▶ **The task**: Check every line of the material below for the string "white", and return the ones that have it.

▶ **Exercise data**:
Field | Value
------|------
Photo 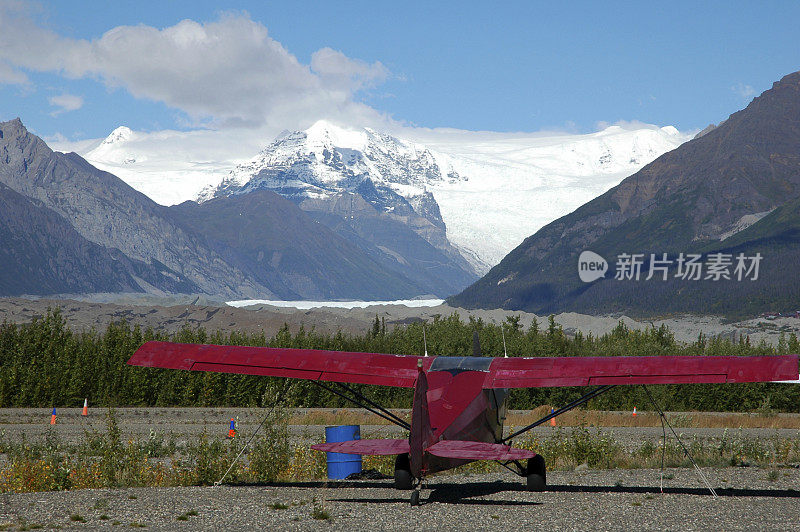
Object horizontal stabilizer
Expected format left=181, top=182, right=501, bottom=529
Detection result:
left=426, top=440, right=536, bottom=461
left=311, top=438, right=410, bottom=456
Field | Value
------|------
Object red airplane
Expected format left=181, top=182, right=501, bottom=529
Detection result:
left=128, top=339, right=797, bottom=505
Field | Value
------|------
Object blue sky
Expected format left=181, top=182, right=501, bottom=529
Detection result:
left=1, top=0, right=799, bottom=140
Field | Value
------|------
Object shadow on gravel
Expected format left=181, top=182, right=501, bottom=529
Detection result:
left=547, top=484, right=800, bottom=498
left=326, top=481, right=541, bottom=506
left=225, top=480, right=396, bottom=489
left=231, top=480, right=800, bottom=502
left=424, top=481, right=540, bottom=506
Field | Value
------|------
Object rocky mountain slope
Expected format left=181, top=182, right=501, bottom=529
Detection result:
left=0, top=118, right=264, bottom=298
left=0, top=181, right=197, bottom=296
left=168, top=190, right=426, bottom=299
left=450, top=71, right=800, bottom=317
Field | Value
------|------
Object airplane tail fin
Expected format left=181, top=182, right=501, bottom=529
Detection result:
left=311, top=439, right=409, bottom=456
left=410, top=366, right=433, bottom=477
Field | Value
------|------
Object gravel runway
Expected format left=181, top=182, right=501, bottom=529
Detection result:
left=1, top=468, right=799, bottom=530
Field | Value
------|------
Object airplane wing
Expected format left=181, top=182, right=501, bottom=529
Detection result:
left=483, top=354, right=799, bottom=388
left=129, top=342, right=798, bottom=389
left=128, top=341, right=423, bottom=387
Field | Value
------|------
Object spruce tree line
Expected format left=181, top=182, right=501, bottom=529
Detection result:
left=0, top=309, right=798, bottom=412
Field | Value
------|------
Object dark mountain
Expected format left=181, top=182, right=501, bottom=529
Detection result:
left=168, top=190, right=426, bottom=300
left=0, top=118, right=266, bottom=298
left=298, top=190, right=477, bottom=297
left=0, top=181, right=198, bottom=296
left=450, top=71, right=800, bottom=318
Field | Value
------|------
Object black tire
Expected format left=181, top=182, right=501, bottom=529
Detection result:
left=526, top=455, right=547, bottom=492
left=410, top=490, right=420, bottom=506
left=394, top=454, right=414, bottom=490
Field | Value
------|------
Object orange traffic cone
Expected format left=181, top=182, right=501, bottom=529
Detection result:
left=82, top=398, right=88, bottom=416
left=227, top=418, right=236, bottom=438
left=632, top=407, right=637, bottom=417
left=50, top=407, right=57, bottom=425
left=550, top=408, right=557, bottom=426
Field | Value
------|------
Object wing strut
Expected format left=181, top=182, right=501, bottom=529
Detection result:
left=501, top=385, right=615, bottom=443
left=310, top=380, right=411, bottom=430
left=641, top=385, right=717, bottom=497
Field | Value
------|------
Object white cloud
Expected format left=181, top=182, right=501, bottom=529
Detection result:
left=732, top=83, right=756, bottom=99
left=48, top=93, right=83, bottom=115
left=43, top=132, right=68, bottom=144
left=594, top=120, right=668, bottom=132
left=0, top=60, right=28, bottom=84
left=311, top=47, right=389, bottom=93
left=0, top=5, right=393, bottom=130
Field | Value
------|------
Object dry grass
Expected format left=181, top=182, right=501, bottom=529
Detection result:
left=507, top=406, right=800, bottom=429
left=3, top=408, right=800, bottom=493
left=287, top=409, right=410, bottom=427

==

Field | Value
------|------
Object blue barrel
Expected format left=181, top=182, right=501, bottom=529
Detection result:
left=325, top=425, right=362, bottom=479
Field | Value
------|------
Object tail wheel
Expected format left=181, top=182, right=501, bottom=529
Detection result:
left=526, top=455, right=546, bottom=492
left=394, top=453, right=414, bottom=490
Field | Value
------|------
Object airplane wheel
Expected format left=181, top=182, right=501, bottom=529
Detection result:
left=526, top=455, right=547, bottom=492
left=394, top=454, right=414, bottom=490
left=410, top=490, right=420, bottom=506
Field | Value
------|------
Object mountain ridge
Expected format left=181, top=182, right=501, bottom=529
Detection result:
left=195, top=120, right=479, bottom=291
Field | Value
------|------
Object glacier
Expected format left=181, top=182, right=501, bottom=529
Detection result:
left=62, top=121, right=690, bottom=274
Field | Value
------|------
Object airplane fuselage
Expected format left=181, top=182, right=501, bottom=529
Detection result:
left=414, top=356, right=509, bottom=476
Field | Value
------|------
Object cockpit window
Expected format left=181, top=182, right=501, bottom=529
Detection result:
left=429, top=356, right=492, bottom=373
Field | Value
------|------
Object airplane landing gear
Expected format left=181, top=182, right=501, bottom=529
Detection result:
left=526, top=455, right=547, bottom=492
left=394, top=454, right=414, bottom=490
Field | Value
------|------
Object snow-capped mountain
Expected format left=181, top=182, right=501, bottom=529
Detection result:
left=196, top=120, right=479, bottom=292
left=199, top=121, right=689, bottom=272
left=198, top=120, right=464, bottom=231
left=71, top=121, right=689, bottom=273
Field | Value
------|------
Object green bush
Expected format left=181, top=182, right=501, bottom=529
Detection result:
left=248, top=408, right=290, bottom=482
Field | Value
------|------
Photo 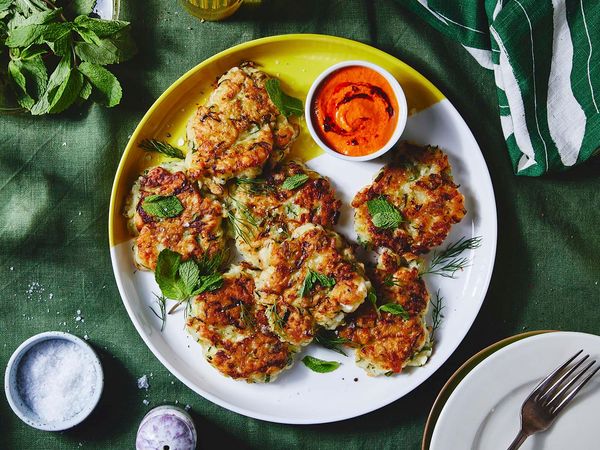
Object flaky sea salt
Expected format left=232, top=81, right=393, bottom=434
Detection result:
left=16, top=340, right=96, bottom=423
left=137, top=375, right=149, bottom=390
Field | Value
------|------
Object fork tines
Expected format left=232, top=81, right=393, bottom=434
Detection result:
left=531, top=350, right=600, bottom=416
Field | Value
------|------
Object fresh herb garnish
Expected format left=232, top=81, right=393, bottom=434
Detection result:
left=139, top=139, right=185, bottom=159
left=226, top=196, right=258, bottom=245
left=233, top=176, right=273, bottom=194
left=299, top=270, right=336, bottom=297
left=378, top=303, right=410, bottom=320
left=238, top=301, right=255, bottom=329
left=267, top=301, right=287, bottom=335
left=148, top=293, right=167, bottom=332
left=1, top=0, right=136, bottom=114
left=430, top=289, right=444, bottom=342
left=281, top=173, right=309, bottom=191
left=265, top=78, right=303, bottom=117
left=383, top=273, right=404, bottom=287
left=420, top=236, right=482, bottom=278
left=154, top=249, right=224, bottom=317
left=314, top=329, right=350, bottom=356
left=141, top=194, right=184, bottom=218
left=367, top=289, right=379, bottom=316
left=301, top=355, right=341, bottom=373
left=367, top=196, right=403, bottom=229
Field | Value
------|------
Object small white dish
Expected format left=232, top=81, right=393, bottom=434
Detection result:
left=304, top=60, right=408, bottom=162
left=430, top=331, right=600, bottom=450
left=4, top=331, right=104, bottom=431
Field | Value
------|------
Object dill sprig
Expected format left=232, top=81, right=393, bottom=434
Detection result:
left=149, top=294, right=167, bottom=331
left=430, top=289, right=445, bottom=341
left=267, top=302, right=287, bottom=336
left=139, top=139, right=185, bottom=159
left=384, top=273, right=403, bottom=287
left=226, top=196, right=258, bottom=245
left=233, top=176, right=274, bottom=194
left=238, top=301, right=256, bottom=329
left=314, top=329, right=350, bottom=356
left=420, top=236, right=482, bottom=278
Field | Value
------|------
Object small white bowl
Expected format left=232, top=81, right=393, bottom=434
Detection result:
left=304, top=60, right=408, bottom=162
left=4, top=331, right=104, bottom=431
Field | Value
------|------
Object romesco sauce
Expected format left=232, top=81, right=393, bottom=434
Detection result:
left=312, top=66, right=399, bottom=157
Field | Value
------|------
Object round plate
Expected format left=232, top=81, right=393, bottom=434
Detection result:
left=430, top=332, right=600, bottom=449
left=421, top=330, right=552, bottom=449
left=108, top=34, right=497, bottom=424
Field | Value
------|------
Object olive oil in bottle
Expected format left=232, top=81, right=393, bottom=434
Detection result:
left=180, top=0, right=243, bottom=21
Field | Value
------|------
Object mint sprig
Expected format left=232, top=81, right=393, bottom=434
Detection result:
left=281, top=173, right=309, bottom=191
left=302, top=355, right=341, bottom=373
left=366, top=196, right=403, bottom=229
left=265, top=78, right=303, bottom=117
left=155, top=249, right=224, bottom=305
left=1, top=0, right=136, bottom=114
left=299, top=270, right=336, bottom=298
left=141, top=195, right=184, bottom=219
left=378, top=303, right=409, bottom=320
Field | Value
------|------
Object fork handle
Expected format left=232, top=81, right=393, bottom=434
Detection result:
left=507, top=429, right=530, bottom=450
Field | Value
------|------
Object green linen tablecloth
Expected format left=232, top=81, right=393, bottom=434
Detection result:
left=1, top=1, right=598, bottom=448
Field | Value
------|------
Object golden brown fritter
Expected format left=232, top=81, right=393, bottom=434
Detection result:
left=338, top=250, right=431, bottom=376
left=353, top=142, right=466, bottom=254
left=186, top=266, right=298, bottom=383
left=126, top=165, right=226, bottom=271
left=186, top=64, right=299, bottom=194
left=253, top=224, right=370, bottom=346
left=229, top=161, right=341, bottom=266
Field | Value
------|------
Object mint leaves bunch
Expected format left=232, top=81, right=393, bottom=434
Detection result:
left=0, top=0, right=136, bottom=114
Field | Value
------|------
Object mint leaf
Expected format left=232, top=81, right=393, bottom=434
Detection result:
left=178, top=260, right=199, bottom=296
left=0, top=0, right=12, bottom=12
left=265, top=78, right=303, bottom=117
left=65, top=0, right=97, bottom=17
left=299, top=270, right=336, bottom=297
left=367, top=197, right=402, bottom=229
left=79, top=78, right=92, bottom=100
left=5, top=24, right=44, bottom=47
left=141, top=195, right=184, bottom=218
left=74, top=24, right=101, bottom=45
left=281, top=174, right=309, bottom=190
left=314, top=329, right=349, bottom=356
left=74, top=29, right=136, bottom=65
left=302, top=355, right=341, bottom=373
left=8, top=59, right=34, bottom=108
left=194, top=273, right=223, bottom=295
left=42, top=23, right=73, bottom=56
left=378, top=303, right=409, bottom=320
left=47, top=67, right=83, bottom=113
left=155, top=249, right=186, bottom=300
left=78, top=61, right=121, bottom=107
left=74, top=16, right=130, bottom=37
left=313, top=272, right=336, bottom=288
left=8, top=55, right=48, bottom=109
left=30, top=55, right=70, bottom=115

▶ **Solution**:
Object white cloud
Object small white dish
Object small white bowl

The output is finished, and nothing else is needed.